» **SET PROBLEM 1**: According to the reading text on emission standards for coal plants, in what year would the alternate compliance option sunset?

» **READING TEXT**:
********

To provide additional flexibility while CCS technology is being perfected, plant developers during the first three years in which the new performance standard is in effect could have the option to construct traditional coal plants that do not capture and sequester CO2 if they offset on a one-to-one basis their CO2 emissions by taking one or more of the following steps:
- Improving efficiencies and lowering CO2 emissions at existing plants
- Retiring existing coal or natural gas units that generate CO2 emissions
- Constructing previously unplanned renewable fuel power plants representing up to 25 percent of the generation capacity of the new coal plant.
In 2011, this alternate compliance option would sunset and all new plants subsequently entering construction would need to capture and sequester their emissions.
An emission performance standard for new coal plants should be accompanied by a cap-and-trade program for existing power plants, with the cap starting at 100 percent of emissions and progressively declining over time. A declining cap would encourage greater efficiencies in operating existing plants and incentivize the retirement of higher emitting existing plants. This would assure that an emission performance standard for new plants does not simply prolong the useful life of older plants. In addition, as the cap declines, retrofitting existing plants with CCS systems could become a viable option.
Mitigating Electricity Price Hikes
If legislation requiring an emission performance standard for new coal plants is enacted, then Congress should simultaneously take steps to offset the additional costs of installing CCS systems and provide relief from electricity price increases. This would prevent disproportionate costs from falling upon consumers who live in regions heavily dependent on coal for power generation. By reducing the financial risks and uncertainties of building power plants with CCS systems, it would also encourage investments in such plants by developers and their financial backers.
One approach would be to create a fund to “credit” utilities for all or part of the price increase that consumers would otherwise bear if they receive power from plants with CCS systems. Alternatively, financial incentives could be offered to plant developers which, in combination, offset a significant portion of the incremental costs of installing a CCS system as opposed to operating a coal-fired plant that does not control CO2 emissions. This new incentive program would replace current incentive programs for IGCC plants and other coal technologies that do not include CCS systems.

********

» **RECORDS**:

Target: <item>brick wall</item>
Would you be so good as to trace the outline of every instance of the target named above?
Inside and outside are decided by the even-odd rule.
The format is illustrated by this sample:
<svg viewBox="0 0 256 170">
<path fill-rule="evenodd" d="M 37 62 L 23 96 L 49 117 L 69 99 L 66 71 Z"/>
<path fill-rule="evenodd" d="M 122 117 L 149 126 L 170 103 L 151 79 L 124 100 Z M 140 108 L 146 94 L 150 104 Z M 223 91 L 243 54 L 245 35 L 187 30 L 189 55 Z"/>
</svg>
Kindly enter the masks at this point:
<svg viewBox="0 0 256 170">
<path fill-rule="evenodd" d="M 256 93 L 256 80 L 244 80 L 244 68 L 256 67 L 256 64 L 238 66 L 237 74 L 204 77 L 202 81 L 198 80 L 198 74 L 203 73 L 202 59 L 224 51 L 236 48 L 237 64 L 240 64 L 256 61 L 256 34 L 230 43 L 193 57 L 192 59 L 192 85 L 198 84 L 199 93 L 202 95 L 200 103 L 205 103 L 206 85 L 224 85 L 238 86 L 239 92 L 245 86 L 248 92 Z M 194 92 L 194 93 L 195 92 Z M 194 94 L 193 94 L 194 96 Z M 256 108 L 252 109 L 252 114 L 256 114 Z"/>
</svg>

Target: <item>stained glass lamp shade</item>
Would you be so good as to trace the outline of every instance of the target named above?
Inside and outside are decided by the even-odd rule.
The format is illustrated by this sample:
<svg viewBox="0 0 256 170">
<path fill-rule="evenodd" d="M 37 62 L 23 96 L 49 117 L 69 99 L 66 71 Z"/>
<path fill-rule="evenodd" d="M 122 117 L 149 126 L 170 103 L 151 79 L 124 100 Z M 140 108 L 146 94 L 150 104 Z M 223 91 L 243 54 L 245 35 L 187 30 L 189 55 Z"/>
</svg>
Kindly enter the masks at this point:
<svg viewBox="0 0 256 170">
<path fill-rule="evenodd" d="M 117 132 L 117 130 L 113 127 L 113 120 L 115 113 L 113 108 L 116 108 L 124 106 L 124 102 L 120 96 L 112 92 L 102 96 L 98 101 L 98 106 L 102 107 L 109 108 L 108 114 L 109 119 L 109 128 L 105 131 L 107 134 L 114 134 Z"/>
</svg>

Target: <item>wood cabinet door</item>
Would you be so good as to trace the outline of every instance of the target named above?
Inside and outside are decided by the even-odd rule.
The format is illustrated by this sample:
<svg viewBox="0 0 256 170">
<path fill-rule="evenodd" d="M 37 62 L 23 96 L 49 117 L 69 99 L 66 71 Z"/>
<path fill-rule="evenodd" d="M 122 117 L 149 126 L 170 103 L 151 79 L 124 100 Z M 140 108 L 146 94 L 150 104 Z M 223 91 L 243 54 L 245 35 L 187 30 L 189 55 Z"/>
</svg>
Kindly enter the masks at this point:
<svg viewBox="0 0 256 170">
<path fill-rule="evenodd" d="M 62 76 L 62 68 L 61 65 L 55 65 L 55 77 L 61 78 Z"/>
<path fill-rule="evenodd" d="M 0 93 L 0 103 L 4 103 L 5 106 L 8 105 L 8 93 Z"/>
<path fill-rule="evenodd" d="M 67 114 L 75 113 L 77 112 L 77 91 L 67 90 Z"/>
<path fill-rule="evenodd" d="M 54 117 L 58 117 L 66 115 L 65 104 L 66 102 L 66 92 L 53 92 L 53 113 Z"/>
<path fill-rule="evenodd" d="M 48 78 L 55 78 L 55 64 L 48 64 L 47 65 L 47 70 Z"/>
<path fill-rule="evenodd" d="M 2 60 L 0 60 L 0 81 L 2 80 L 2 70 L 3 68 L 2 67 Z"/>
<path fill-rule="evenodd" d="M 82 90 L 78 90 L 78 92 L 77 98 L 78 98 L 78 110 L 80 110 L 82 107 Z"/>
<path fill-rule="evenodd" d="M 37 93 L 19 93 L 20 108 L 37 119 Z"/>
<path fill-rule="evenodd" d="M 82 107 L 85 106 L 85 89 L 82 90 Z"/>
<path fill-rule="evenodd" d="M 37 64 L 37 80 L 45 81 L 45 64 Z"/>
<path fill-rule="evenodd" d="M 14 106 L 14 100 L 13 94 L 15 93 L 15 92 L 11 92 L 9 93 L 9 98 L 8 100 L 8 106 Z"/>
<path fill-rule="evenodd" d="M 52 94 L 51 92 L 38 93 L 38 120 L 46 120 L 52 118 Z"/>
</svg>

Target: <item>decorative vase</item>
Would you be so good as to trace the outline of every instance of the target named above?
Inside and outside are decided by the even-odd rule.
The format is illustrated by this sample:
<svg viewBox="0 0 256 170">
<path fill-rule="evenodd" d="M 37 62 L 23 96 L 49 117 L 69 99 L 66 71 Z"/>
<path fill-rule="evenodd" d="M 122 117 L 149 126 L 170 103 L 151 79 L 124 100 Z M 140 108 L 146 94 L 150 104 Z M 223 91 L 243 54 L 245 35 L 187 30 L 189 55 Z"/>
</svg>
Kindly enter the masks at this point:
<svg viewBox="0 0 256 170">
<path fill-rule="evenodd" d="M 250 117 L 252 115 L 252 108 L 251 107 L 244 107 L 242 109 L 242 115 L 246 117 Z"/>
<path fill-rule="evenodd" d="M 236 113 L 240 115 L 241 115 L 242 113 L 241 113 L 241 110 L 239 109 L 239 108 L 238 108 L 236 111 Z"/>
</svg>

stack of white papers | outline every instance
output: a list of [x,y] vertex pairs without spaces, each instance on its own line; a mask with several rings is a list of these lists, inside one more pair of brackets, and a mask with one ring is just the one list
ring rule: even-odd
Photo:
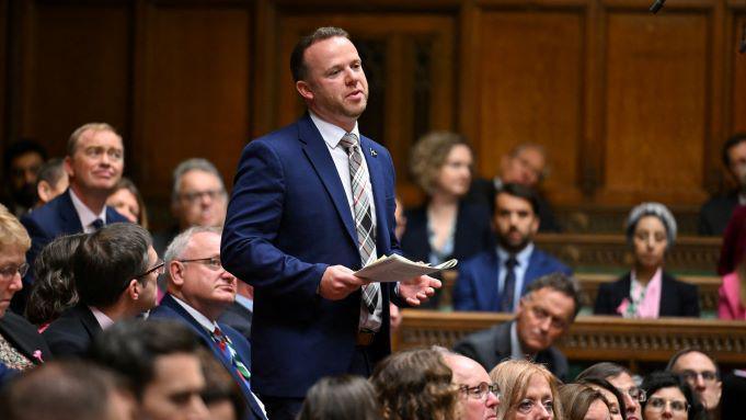
[[365,268],[355,272],[355,275],[377,283],[402,282],[420,275],[433,274],[443,270],[452,269],[458,260],[448,260],[438,265],[424,262],[414,262],[399,254],[381,257]]

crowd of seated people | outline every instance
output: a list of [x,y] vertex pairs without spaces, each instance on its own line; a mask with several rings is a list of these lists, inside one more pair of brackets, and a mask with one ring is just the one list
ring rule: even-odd
[[[151,235],[142,196],[122,177],[124,145],[113,127],[79,127],[67,156],[46,163],[43,150],[24,147],[30,157],[16,160],[28,169],[8,188],[15,207],[0,206],[0,418],[267,419],[251,387],[253,292],[220,260],[228,192],[215,166],[188,159],[176,167],[174,224]],[[743,394],[724,384],[743,376],[723,377],[697,349],[644,377],[608,362],[571,377],[554,344],[583,306],[581,291],[571,269],[533,242],[548,209],[532,189],[544,151],[518,147],[502,163],[484,203],[468,194],[466,139],[423,137],[412,171],[427,201],[408,212],[398,203],[397,235],[412,259],[462,260],[455,310],[514,319],[452,350],[393,353],[369,379],[324,377],[299,419],[736,418],[730,410]],[[512,174],[519,169],[528,174]],[[26,177],[36,170],[37,179]],[[624,232],[633,265],[600,286],[594,313],[698,317],[696,286],[664,270],[677,235],[668,208],[635,206]],[[744,319],[744,265],[724,277],[724,319]]]

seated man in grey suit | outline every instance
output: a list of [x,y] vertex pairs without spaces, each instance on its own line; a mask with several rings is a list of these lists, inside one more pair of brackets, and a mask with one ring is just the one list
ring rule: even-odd
[[561,273],[540,277],[520,298],[514,320],[470,334],[454,350],[475,360],[487,372],[505,359],[528,356],[564,381],[567,359],[552,344],[570,329],[581,308],[579,296],[572,277]]

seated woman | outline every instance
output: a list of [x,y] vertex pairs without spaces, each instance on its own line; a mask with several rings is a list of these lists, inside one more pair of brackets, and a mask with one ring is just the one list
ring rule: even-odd
[[560,386],[564,420],[609,420],[609,401],[600,391],[582,384]]
[[746,320],[746,261],[723,276],[718,299],[718,318]]
[[497,407],[498,419],[563,419],[559,381],[543,365],[507,360],[490,372],[490,379],[503,391]]
[[0,205],[0,383],[15,372],[41,364],[51,354],[36,328],[10,310],[10,300],[28,270],[31,238],[21,223]]
[[459,390],[451,378],[439,351],[416,349],[386,357],[370,382],[386,420],[452,420],[459,418]]
[[106,205],[125,216],[127,220],[148,228],[148,212],[145,201],[135,183],[128,178],[122,178],[114,192],[106,198]]
[[666,251],[676,240],[676,219],[661,203],[642,203],[627,219],[634,268],[613,283],[601,284],[594,314],[624,318],[699,317],[693,284],[663,271]]
[[701,419],[702,406],[695,399],[691,388],[672,372],[653,372],[642,382],[647,399],[642,402],[645,420]]
[[306,394],[298,420],[382,420],[376,390],[361,376],[322,377]]

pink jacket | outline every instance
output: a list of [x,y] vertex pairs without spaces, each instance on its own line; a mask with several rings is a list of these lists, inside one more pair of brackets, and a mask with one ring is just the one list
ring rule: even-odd
[[746,308],[741,304],[738,274],[733,272],[723,277],[718,302],[718,318],[746,319]]

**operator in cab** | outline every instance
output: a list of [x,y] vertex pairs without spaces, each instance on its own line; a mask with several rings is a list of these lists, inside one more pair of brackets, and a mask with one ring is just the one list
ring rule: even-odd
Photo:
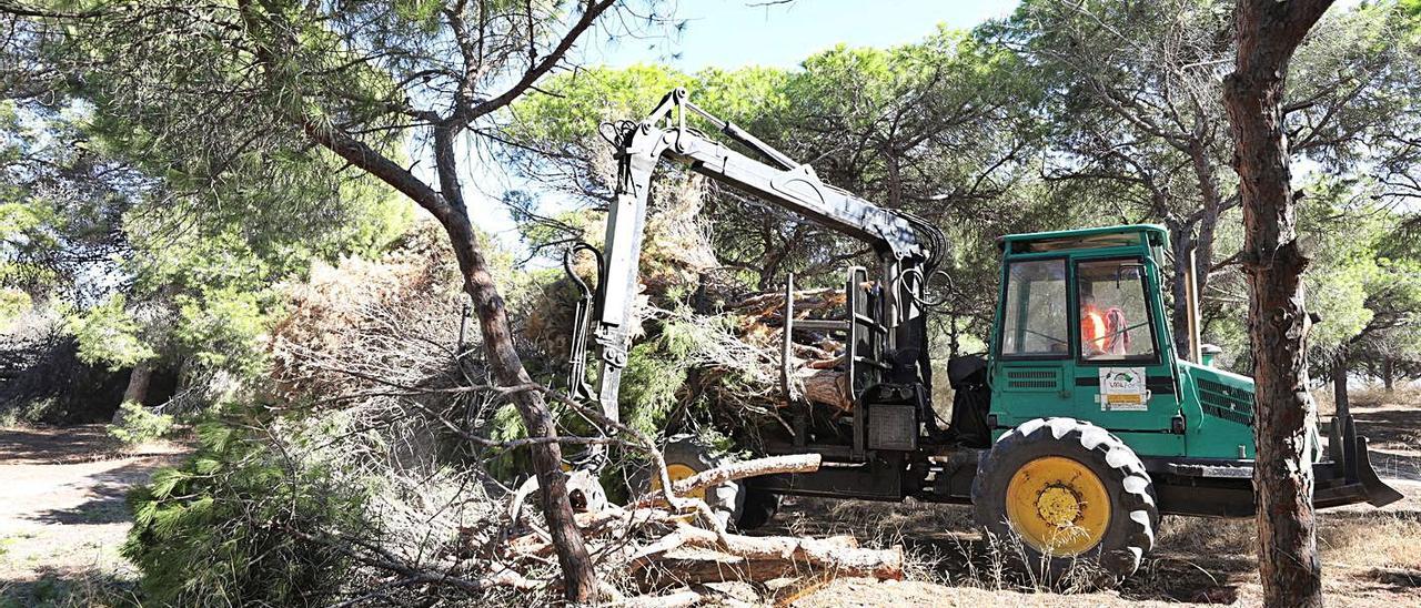
[[1120,307],[1101,308],[1093,294],[1080,294],[1080,345],[1086,358],[1127,354],[1128,327]]

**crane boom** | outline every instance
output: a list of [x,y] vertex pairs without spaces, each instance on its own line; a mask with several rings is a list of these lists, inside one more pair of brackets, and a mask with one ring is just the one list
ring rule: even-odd
[[[769,163],[688,128],[688,112],[703,116],[726,136],[763,155]],[[621,369],[627,365],[631,307],[637,293],[651,175],[662,158],[689,165],[701,175],[736,186],[820,226],[870,243],[884,261],[884,284],[895,286],[888,290],[888,301],[894,310],[890,318],[895,322],[888,325],[898,331],[891,338],[890,347],[892,342],[921,347],[924,328],[917,305],[925,280],[921,266],[941,253],[931,250],[942,241],[935,227],[821,182],[809,165],[796,163],[739,126],[691,104],[684,88],[666,94],[657,109],[641,122],[624,124],[615,143],[617,197],[607,220],[603,277],[598,284],[600,301],[590,310],[597,318],[593,338],[601,358],[595,399],[608,418],[618,419],[617,395]],[[918,268],[917,274],[909,268]],[[574,392],[577,386],[583,386],[577,374],[581,372],[580,357],[585,357],[585,349],[578,351],[576,345],[581,340],[574,337]],[[590,386],[581,388],[581,392],[585,393],[581,396],[593,396]]]

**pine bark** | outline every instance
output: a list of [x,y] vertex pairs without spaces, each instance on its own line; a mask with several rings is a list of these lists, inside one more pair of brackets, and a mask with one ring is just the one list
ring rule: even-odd
[[1243,203],[1258,446],[1259,575],[1263,604],[1320,607],[1322,561],[1312,504],[1312,438],[1317,411],[1307,393],[1302,273],[1296,233],[1285,74],[1293,51],[1331,0],[1242,0],[1235,10],[1238,55],[1223,102],[1235,141]]
[[[124,401],[119,405],[128,402],[144,405],[144,401],[148,399],[148,385],[152,384],[152,379],[153,379],[152,365],[149,364],[135,365],[134,371],[128,374],[128,386],[124,388]],[[126,416],[124,408],[118,408],[114,411],[114,419],[109,422],[112,422],[114,425],[122,425],[125,418]]]

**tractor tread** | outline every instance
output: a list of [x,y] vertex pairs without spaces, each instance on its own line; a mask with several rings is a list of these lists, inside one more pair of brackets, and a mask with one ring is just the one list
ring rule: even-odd
[[[1005,466],[1002,460],[1022,446],[1042,442],[1076,443],[1087,453],[1096,455],[1098,463],[1110,469],[1113,479],[1103,479],[1103,482],[1107,486],[1114,484],[1120,487],[1121,504],[1118,507],[1127,514],[1128,528],[1124,534],[1124,543],[1108,550],[1108,554],[1101,548],[1103,553],[1097,563],[1117,580],[1133,574],[1140,568],[1144,554],[1150,553],[1155,543],[1155,527],[1160,516],[1155,507],[1154,486],[1150,474],[1145,472],[1144,463],[1140,462],[1140,457],[1135,456],[1135,452],[1130,446],[1114,433],[1087,420],[1074,418],[1037,418],[1002,435],[996,440],[996,445],[978,462],[978,474],[972,482],[972,503],[979,524],[992,531],[993,527],[999,526],[995,520],[1003,517],[989,499],[993,486],[1005,486],[1006,477],[1012,473],[999,470]],[[1052,571],[1044,574],[1059,575],[1067,565],[1066,561],[1064,558],[1050,560]]]

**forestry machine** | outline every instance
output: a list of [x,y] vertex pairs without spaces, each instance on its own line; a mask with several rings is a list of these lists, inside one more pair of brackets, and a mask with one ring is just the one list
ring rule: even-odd
[[[753,159],[686,125],[715,126]],[[1216,348],[1178,352],[1167,322],[1161,267],[1169,249],[1160,226],[1091,227],[998,240],[996,318],[986,355],[952,358],[952,413],[939,425],[925,294],[946,241],[929,223],[821,182],[739,126],[718,119],[678,88],[649,116],[622,122],[617,199],[597,251],[595,291],[580,280],[570,386],[618,419],[638,256],[652,170],[688,165],[820,226],[870,243],[877,268],[848,268],[841,320],[796,320],[793,276],[783,311],[782,384],[789,423],[762,429],[769,455],[817,453],[814,473],[729,483],[703,494],[740,528],[764,523],[783,494],[972,504],[995,537],[1019,537],[1033,568],[1060,574],[1074,561],[1113,577],[1135,571],[1154,544],[1160,514],[1241,517],[1253,501],[1253,381],[1211,365]],[[1192,273],[1188,273],[1192,276]],[[576,278],[576,276],[574,276]],[[1192,286],[1187,286],[1192,287]],[[1191,313],[1196,311],[1192,290]],[[1196,314],[1191,317],[1196,318]],[[1184,328],[1175,328],[1177,331]],[[588,332],[591,340],[588,341]],[[790,337],[838,337],[848,413],[809,408],[790,382]],[[600,359],[587,384],[588,345]],[[1212,351],[1212,352],[1211,352]],[[1384,484],[1346,409],[1312,455],[1313,503],[1383,506],[1401,494]],[[685,440],[665,447],[672,479],[709,466]]]

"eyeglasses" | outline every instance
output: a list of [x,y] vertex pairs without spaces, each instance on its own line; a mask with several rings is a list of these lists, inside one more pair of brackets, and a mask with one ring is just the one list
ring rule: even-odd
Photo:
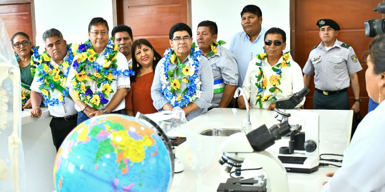
[[282,44],[282,42],[279,41],[274,41],[274,42],[270,40],[265,41],[265,45],[268,46],[271,45],[273,43],[274,43],[274,45],[276,46],[280,46]]
[[190,40],[190,38],[191,38],[191,37],[185,36],[182,38],[174,38],[172,39],[172,40],[175,41],[175,42],[178,42],[181,41],[182,40],[183,40],[184,41],[188,41]]
[[16,48],[20,48],[20,47],[21,46],[22,44],[23,46],[27,46],[29,45],[29,41],[24,40],[24,41],[22,41],[21,43],[18,42],[16,42],[15,43],[13,44],[13,46]]
[[107,35],[108,33],[107,31],[102,31],[102,32],[91,32],[90,31],[91,34],[92,34],[94,36],[97,36],[99,34],[101,34],[102,35]]

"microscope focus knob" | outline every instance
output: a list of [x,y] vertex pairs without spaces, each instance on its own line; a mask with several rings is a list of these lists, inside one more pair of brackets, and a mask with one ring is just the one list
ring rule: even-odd
[[306,152],[311,152],[317,148],[317,144],[313,140],[308,140],[303,144],[303,148]]

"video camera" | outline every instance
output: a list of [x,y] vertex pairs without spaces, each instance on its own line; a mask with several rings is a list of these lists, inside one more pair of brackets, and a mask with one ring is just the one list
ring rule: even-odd
[[[378,3],[373,10],[380,13],[385,13],[385,3]],[[373,37],[377,35],[385,33],[385,19],[372,19],[365,21],[365,35],[367,37]]]

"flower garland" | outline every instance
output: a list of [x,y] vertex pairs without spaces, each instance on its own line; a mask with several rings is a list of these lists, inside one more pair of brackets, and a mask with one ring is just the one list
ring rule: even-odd
[[[75,76],[72,79],[75,99],[84,101],[91,107],[99,109],[104,107],[108,103],[108,94],[114,93],[110,85],[116,79],[114,76],[122,74],[129,76],[135,74],[132,69],[129,69],[122,71],[118,70],[116,56],[118,54],[119,44],[114,45],[114,37],[110,38],[104,50],[104,64],[103,65],[96,62],[99,54],[94,50],[94,47],[89,39],[84,44],[79,45],[77,51],[77,60],[72,65],[75,69]],[[93,74],[89,73],[94,69]],[[90,86],[86,86],[87,81],[92,81],[96,83],[99,90],[93,93]]]
[[[37,70],[39,73],[37,75],[39,78],[38,81],[40,83],[39,89],[42,91],[42,95],[45,100],[43,102],[45,106],[54,106],[64,103],[64,98],[70,98],[68,88],[65,88],[64,85],[68,76],[70,63],[72,63],[78,46],[74,44],[72,50],[72,44],[67,45],[67,59],[59,65],[65,69],[67,72],[65,73],[57,66],[51,65],[51,58],[46,51],[44,51],[40,56],[42,62],[41,65],[37,66]],[[51,98],[51,95],[55,89],[60,93],[54,97],[56,98]]]
[[[183,108],[197,98],[200,98],[202,94],[202,82],[198,74],[202,52],[195,51],[195,44],[193,43],[187,57],[188,61],[186,64],[181,63],[172,48],[166,50],[163,55],[166,59],[163,63],[163,73],[161,74],[161,92],[173,107]],[[171,63],[176,66],[170,71],[169,67]],[[181,71],[184,76],[178,78]],[[181,89],[182,82],[187,85],[183,91]]]
[[[277,98],[276,97],[277,93],[280,91],[281,93],[282,92],[282,91],[277,86],[281,84],[280,79],[282,76],[281,69],[290,66],[290,61],[289,61],[289,60],[290,59],[290,55],[288,54],[290,52],[290,51],[283,54],[283,61],[278,63],[275,67],[271,67],[271,70],[276,73],[276,74],[272,74],[269,78],[270,83],[273,86],[272,87],[269,89],[269,91],[271,94],[264,94],[264,89],[266,89],[268,84],[267,78],[263,74],[263,71],[262,70],[262,66],[263,59],[267,58],[266,50],[265,50],[264,52],[257,55],[257,58],[259,60],[259,61],[257,60],[255,65],[258,66],[259,71],[258,71],[257,75],[256,76],[257,79],[255,85],[258,88],[258,92],[256,96],[257,100],[255,102],[255,105],[257,105],[257,104],[258,104],[260,108],[262,108],[262,102],[272,101],[273,103],[275,104],[275,101],[277,100]],[[258,61],[260,61],[258,62]]]
[[226,42],[224,42],[224,41],[222,41],[222,40],[219,40],[218,41],[213,41],[213,44],[210,44],[210,46],[211,47],[211,51],[210,51],[210,53],[207,54],[207,56],[212,56],[215,55],[215,54],[218,52],[218,50],[216,49],[217,46],[218,46],[218,45],[222,45],[226,43]]

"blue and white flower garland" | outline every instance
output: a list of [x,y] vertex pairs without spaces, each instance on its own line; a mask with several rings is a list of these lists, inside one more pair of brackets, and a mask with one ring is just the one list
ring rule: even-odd
[[[187,57],[188,61],[186,64],[180,63],[172,48],[166,50],[163,55],[165,60],[161,76],[161,92],[173,107],[183,108],[197,98],[200,98],[202,94],[202,82],[198,74],[202,53],[200,51],[195,51],[194,48],[195,46],[193,45]],[[174,64],[176,60],[176,66],[170,71],[170,64]],[[184,76],[177,78],[179,77],[180,73],[184,74]],[[182,82],[187,84],[187,87],[182,92],[180,89],[180,83]]]

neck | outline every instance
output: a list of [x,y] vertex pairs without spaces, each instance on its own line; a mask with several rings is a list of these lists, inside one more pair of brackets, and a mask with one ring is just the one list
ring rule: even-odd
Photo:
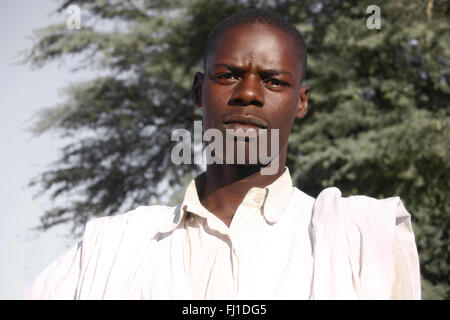
[[253,187],[263,188],[285,171],[285,158],[280,161],[278,171],[272,175],[262,175],[261,166],[211,164],[206,168],[206,177],[200,202],[202,205],[230,225],[234,213]]

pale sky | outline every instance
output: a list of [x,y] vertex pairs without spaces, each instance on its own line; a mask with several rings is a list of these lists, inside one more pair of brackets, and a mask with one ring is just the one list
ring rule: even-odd
[[27,281],[77,240],[68,227],[45,233],[30,231],[49,206],[47,196],[33,199],[28,182],[58,159],[65,144],[56,134],[33,138],[25,131],[33,113],[54,106],[59,90],[70,82],[95,77],[73,73],[68,65],[52,63],[31,70],[14,65],[18,53],[31,46],[33,29],[64,22],[67,13],[52,14],[61,1],[2,0],[0,2],[0,299],[22,299]]

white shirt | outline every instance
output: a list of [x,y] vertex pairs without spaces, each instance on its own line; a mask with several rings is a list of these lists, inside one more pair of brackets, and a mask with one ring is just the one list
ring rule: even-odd
[[227,228],[195,190],[191,183],[176,207],[88,222],[83,240],[25,297],[420,299],[417,248],[399,197],[343,198],[331,187],[314,199],[292,187],[286,170],[252,188]]
[[[204,174],[188,186],[181,210],[187,215],[180,226],[186,231],[184,255],[194,299],[233,299],[235,297],[269,298],[283,297],[282,287],[295,286],[296,298],[308,299],[312,279],[312,252],[309,236],[311,210],[298,212],[296,231],[285,244],[278,237],[279,219],[292,198],[289,170],[265,188],[251,188],[237,208],[230,226],[209,212],[200,203],[198,190],[204,184]],[[289,223],[286,220],[285,223]],[[287,236],[286,234],[285,236]],[[295,247],[280,251],[280,245]],[[271,254],[267,254],[271,251]],[[261,258],[255,259],[255,256]],[[295,260],[293,260],[295,257]],[[289,261],[292,261],[289,264]],[[277,281],[261,281],[254,273],[258,264],[264,263],[283,270]],[[284,266],[283,266],[284,264]],[[289,269],[294,270],[292,276]],[[267,276],[265,276],[267,277]],[[295,278],[295,281],[293,281]],[[285,284],[285,279],[290,279]],[[289,298],[289,296],[284,296]]]

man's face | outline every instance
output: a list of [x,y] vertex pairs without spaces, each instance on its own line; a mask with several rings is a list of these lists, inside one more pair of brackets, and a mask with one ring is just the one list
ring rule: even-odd
[[194,102],[204,107],[204,129],[279,129],[279,152],[286,153],[294,119],[307,112],[301,87],[303,63],[293,38],[267,24],[229,29],[216,41],[197,73]]

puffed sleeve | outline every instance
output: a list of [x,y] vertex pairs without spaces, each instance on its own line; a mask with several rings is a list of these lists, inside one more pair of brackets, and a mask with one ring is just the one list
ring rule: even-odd
[[28,283],[24,292],[25,299],[75,299],[81,270],[82,247],[83,242],[78,242]]
[[411,216],[399,197],[341,197],[324,189],[313,209],[313,298],[420,299]]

********

» **SET PROBLEM 2**: Copy the lines of the listing verbatim, beginning at the line that contains "seated woman | outline every instance" and ending at the line that contains "[[306,394],[298,420],[382,420],[376,390],[361,376],[322,377]]".

» **SOLUTION 1**: 2011

» **SOLUTION 2**:
seated woman | outline every instance
output: a list of [x,y] vertex pairs without spaces, each instance on its own line; a mask with several rings is a list of these lists, inside one more pair of brackets, and a mask with one ring is just the one list
ring rule: even-odd
[[560,386],[564,420],[609,420],[609,401],[600,391],[582,384]]
[[746,320],[746,261],[723,276],[718,299],[718,318]]
[[497,407],[498,419],[563,419],[559,381],[543,365],[507,360],[490,372],[490,379],[503,391]]
[[0,205],[0,383],[15,372],[41,364],[51,354],[36,328],[10,310],[10,300],[28,270],[31,238],[21,223]]
[[459,390],[451,378],[439,351],[416,349],[386,357],[370,382],[386,420],[452,420],[459,418]]
[[106,205],[125,216],[127,220],[148,228],[148,212],[145,201],[135,183],[128,178],[122,178],[114,192],[106,198]]
[[666,251],[676,240],[676,219],[661,203],[642,203],[627,219],[634,268],[613,283],[601,284],[594,314],[624,318],[699,317],[693,284],[663,271]]
[[701,419],[702,406],[695,399],[691,388],[672,372],[653,372],[642,382],[647,399],[642,402],[645,420]]
[[306,394],[298,420],[382,420],[376,390],[361,376],[322,377]]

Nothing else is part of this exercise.